Make an exact copy of the listing below.

──────────

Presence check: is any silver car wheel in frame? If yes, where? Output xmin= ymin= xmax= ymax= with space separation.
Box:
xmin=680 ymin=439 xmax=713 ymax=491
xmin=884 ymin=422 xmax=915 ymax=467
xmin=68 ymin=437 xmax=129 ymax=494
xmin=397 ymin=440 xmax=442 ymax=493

──────────

* **Solution to this problem**
Presence check: is any silver car wheel in frame? If yes, where? Output xmin= ymin= xmax= ymax= with space separation.
Box:
xmin=680 ymin=439 xmax=713 ymax=491
xmin=884 ymin=422 xmax=915 ymax=467
xmin=68 ymin=437 xmax=129 ymax=494
xmin=397 ymin=440 xmax=442 ymax=493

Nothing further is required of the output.